# requested 1st tutorial!: goldmine and amber lights



## nunu (Oct 8, 2007)

hey everyone! 
nics 1972, requested this tutorial, it's my fisrt tutorial so bear with me!

i am aiming to achieve this look 
[I used: ALL MAC unless noted otherwise
Eyes:
UDPP
goldmine
amber lights
courdory
ricepaper
smolder kohl
maybeline XXL mascara

Face:
select cover up conceler
studio tech foundation
pressed blot powder
margin blush

Lips:
maybeline candy pink

brushes: 182,190,242,213,219,275,217 and 116

start with a clean moisturised face. Then apply concealer (select cover up) with the 242 brush.
as you can see in this picture, i have already blended the concealor on my right eye and the left wasn't blended yet. as you can see aswell i have put concealer on my inner corner of the upper lid. i never used to do that but i have read it in BObbi Browns book. Just dab the concealer underneath your eyes and the dab just a tiny bit on your inner corner and then blend 


next apply foundation (studio tech) with the 190 brush.


then apply powder (blot powder pressed) and buff it in with the 182 brush.


apply UDPP to the entire eyelid and blend
as you can see it's blended in one eye and not the other.


apply goldmine to the inner corner of your eyes with the 213 brush.


next apply amber lights to the outer corner of your eyes using the 213 brush.


blend them both using the 217 brush so there isn't any harsh lines


after that apply courdory using the 275 brush to the crease and blend all the colours together.


apply ricepaper as a highlight using the 275 brush and blend it in with cordoury.


using the 219 brush pick up some goldmine and line your inner lower line and then line your outer half of the lid with amber lights
] (i look like i poked my eye LOL)

line your waterline and upper line with smolder kohl. (smudge the upper line with 219 brush)


apply mascara.


apply blush to your cheeks.


apply vaseline to your lips and then put on your lipstick 
	

	
	
		
		

		
			






RESULTS!


CC is welcome!  
thank you for viewing!!!


----------



## frocher (Oct 8, 2007)

Great tut Nunu, thanks for posting it!


----------



## ShexyKristin (Oct 8, 2007)

Thanks Nunu! That was great!


----------



## MACATTAK (Oct 8, 2007)

Very pretty!  Thanks for this!


----------



## nics1972 (Oct 9, 2007)

Thank you, nunu. It is a wonderful tutorial and a gorgeous look too !! 
While I am here, I have to say this to everyone.. Nunu is an absolute sweetheart !! Not only did she go thru all the efforts to post this tutorial when I requested her for it, but she also was very sweet to send me a PM and let me know about it. It was very very kind and considerate of her for thinking about letting me know.. big hugs for her .

DATASET SECTION:
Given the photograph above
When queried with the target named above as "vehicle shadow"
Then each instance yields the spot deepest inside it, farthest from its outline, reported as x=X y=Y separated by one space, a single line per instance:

JOBS:
(A) In the goldmine and amber lights tutorial thread, which brush is used to apply the studio tech foundation?
(B) Continue the goldmine and amber lights tutorial thread from the point where it stops.

RESULTS IN ORDER:
(A) The 190 brush.

(B)
----------



## nunu (Oct 9, 2007)

thanks girls! you are all sweeet kisses to you all!
and nicole, you are such a sweetheart!! i did this look for you to be honest i didn't think it was all that but thanks a bunch 
	

	
	
		
		

		
		
	


	




 i enjoyed doing this tutorial. i just hope that i've been clear and went through every step well so that you will be able to replicate it!
thanks for the positive feedback! xoxo


----------



## Hilly (Oct 10, 2007)

Thanks! looks great on you


----------



## milamonster (Oct 11, 2007)

thanks! that was a great tut
also, do you straighten your hair?


----------



## jmj2k (Oct 11, 2007)

Thank you.


----------



## nunu (Oct 11, 2007)

Quote:

   Originally Posted by *milamonster* 

 
_thanks! that was a great tut
also, do you straighten your hair?_

 
yes i do


----------



## SparklingWaves (Oct 11, 2007)

Great tutorial.  Thank you! You are a sweetheart.


----------



## nunu (Oct 12, 2007)

aww thank you!


----------



## alien21xx (Oct 14, 2007)

This is a great tutorial. Thanks for posting!


----------



## nunu (Oct 14, 2007)

thank you for viewing!


----------



## Mandypaul (Oct 14, 2007)

great tutorial and i have both them colours yay lol, so will have a go at doing this look 
and i love your eyes so pretty


----------



## nunu (Oct 14, 2007)

thanks a lot you are soo sweet!
you have to try this look, the colours are really pretty together!


----------



## jdepp_84 (Oct 17, 2007)

Great tut! I just got all these colors, so I will def be trying it out!


----------



## delidee32 (Oct 17, 2007)

Very pretty, I love Goldmine and Amber lights together.  Thanks for tut.


----------



## deadSAVVY (Oct 17, 2007)

nice tut!


----------



## nunu (Oct 18, 2007)

thank you!


----------



## HayleyVengeance (Oct 18, 2007)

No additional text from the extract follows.